- [Task description]
Quote the passage below on the languages of newspapers in full, word for word.

- [Excerpted passage]
────────
Sprache; Taal; Kieli; Idioma.
The language in which newspapers were published was shaped by various factors including the culture of reprinting, which meant that articles published in Europe were often simply reproduced for a colonial audience, and vice versa. This practice, along with class-based language preferences and the efficiency of reusing text without translation, tended to reinforce the centrality of particular dialects or languages within multi-lingual states. For example, though the first newspaper to be published in Wales appeared in 1804 (The Cambrian), the first Welsh language weekly was not published until 1814 (Seren Gomer, founded by Joseph Harris). Similarly, in Finland, all three of the oldest newspapers still retain their original Swedish titles, while the oldest daily newspaper in Finland is the Swedish language publication Åbo Underrättelser, founded 1824. In colonial spaces, language homogeneity was likewise encouraged by the dominance or early appearance of government gazettes. As the provincial and colonial press expanded, so did the use of dialect and different languages, including the printing of non-European language newspapers within European colonies. Nor were newspapers necessarily monolingual; Spanish, German and Italian newspapers in Australia and the United States included English-language articles and multilingual communities, such as New Orleans, support bilingual publications. Editions of a newspaper in other languages are often considered separate publications in databases because they will be published on separate dates.
English has become the lingua franca for XML, and all databases other than HNDM use English to categorise all their metadata.
In regard to a sense of style and word choice, each newspaper attempted to maintain a consistent tone throughout its pages. This is exemplified by the uneven move from anonymity to signature in the nineteenth century; established daily newspapers were some of the last to adopt signed articles. Debates about the status of newspapers as literature shaped the kind of language employed in the press, depending on how each publication positioned itself.
────────
(Entries from a dataset)

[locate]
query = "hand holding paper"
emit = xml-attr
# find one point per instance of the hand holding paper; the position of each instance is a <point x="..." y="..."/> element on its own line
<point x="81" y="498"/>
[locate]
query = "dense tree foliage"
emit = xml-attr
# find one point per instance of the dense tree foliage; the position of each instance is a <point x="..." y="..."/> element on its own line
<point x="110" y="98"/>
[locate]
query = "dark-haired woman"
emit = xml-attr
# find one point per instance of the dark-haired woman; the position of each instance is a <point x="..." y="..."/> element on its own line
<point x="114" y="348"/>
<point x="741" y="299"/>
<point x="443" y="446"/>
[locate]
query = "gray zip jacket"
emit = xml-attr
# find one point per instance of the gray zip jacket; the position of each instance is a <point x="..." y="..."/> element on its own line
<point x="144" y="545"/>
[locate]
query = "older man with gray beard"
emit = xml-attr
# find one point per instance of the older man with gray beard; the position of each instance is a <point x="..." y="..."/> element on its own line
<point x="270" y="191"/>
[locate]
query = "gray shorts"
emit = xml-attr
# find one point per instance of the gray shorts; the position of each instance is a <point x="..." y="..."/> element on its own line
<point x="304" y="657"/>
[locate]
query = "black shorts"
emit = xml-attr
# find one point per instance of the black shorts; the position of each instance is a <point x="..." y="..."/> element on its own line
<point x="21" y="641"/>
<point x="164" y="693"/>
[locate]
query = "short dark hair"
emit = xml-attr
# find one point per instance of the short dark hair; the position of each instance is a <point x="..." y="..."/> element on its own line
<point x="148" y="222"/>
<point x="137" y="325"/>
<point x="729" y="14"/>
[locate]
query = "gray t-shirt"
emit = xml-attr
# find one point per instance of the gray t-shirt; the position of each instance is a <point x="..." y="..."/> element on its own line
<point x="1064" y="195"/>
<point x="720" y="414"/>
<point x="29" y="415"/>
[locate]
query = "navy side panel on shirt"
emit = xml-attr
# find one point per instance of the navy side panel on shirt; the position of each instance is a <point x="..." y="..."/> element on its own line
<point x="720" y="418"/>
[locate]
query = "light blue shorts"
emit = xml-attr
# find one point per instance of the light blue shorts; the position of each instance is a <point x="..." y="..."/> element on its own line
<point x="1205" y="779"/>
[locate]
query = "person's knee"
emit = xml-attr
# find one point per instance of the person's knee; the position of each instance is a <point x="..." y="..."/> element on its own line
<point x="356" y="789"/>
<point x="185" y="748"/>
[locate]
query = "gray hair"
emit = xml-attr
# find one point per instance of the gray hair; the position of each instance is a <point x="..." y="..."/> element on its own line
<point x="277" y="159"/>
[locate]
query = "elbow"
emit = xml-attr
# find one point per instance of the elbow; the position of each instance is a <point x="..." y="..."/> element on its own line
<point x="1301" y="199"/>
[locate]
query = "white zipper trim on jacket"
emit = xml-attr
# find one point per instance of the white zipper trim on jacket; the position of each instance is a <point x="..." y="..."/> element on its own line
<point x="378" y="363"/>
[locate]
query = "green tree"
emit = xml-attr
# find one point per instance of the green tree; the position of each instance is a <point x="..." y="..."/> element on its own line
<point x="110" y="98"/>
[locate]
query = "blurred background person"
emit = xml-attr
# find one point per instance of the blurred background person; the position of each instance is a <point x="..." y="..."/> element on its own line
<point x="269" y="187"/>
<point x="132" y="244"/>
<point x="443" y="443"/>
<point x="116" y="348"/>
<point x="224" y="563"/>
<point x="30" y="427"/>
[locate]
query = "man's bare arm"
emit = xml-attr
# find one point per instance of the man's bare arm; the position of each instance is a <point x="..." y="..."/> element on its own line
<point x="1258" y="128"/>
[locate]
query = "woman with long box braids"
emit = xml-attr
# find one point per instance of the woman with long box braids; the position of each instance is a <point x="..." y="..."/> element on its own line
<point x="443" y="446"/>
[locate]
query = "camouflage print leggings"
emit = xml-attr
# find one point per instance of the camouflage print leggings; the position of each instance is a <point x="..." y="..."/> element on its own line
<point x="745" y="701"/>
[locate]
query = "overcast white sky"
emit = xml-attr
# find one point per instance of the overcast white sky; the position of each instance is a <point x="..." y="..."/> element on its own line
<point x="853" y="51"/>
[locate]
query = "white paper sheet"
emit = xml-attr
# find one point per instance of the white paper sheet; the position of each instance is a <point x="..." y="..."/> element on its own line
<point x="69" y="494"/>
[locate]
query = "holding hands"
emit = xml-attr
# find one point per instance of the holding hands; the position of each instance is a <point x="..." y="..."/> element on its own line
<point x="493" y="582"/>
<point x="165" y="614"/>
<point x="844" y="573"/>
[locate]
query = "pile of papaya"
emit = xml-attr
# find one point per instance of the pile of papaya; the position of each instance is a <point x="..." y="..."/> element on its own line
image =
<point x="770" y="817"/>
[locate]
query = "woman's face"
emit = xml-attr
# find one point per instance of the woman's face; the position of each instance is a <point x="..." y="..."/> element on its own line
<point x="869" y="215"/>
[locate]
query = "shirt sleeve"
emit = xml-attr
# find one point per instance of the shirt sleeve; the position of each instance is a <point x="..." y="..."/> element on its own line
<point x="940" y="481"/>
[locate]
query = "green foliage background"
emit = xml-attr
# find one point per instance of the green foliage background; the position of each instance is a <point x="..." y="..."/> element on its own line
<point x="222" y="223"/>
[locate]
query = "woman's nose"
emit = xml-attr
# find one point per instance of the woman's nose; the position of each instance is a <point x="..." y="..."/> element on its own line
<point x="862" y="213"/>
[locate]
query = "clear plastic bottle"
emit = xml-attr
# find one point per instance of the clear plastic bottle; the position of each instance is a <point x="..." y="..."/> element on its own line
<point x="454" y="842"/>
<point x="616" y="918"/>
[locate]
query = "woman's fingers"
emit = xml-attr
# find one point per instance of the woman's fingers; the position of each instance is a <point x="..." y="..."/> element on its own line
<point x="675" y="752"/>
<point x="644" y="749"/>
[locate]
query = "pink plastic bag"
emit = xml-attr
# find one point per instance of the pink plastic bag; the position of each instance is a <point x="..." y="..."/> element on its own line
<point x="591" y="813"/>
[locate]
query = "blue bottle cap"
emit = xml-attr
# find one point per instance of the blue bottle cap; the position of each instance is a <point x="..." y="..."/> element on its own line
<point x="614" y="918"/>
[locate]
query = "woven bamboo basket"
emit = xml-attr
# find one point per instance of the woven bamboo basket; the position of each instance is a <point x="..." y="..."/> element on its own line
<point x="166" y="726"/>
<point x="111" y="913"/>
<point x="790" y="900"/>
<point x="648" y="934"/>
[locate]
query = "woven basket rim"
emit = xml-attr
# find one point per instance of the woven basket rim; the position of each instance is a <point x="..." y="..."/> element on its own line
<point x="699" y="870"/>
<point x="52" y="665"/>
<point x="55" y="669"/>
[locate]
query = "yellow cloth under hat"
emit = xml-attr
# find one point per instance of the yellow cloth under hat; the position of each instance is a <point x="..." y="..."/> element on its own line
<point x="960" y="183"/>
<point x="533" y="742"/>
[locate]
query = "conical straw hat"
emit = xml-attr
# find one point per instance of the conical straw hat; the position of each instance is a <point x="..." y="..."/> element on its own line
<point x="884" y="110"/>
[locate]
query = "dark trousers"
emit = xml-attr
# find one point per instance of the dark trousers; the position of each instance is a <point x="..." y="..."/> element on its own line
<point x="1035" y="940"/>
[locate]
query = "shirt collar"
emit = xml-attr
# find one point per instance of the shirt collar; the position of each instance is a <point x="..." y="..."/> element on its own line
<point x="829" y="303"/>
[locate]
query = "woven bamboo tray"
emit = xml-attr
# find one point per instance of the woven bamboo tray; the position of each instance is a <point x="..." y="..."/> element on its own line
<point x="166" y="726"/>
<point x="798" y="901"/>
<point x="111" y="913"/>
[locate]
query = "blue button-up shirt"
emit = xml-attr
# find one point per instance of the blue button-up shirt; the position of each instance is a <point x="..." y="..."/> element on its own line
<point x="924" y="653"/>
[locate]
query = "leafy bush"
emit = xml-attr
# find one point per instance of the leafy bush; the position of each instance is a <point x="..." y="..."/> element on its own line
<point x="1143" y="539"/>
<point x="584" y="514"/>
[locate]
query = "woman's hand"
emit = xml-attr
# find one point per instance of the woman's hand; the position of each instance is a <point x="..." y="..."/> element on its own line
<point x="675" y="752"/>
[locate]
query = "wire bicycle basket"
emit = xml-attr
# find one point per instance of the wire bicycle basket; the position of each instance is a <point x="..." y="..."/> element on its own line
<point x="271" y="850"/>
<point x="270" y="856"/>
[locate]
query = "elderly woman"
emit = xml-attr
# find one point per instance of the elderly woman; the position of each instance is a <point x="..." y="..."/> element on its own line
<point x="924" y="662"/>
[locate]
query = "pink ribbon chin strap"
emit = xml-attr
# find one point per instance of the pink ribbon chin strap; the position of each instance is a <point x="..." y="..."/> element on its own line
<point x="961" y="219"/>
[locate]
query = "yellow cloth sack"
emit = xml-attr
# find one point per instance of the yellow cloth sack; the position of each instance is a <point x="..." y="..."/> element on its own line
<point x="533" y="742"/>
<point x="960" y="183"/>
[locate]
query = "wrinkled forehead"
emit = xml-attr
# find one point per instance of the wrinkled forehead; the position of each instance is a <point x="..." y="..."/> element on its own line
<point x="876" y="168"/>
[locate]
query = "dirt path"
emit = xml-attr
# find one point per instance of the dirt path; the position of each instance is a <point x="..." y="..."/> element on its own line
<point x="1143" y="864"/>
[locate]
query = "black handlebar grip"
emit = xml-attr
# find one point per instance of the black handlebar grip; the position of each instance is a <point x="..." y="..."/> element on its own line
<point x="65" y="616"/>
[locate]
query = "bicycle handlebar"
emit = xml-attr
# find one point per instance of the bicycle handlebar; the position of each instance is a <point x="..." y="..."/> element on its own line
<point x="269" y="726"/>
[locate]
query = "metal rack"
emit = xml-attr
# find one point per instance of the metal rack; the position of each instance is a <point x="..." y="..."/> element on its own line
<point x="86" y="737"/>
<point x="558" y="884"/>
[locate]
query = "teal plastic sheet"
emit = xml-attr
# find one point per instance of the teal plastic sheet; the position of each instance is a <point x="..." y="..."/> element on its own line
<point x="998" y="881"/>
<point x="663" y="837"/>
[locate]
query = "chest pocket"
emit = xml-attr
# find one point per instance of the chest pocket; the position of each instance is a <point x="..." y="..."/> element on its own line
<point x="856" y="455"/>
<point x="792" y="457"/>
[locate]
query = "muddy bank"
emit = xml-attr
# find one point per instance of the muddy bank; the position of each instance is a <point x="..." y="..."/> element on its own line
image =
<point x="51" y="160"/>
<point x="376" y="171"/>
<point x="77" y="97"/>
────────
- [Solution to this task]
Sprache; Taal; Kieli; Idioma.
The language in which newspapers were published was shaped by various factors including the culture of reprinting, which meant that articles published in Europe were often simply reproduced for a colonial audience, and vice versa. This practice, along with class-based language preferences and the efficiency of reusing text without translation, tended to reinforce the centrality of particular dialects or languages within multi-lingual states. For example, though the first newspaper to be published in Wales appeared in 1804 (The Cambrian), the first Welsh language weekly was not published until 1814 (Seren Gomer, founded by Joseph Harris). Similarly, in Finland, all three of the oldest newspapers still retain their original Swedish titles, while the oldest daily newspaper in Finland is the Swedish language publication Åbo Underrättelser, founded 1824. In colonial spaces, language homogeneity was likewise encouraged by the dominance or early appearance of government gazettes. As the provincial and colonial press expanded, so did the use of dialect and different languages, including the printing of non-European language newspapers within European colonies. Nor were newspapers necessarily monolingual; Spanish, German and Italian newspapers in Australia and the United States included English-language articles and multilingual communities, such as New Orleans, support bilingual publications. Editions of a newspaper in other languages are often considered separate publications in databases because they will be published on separate dates.
English has become the lingua franca for XML, and all databases other than HNDM use English to categorise all their metadata.
In regard to a sense of style and word choice, each newspaper attempted to maintain a consistent tone throughout its pages. This is exemplified by the uneven move from anonymity to signature in the nineteenth century; established daily newspapers were some of the last to adopt signed articles. Debates about the status of newspapers as literature shaped the kind of language employed in the press, depending on how each publication positioned itself.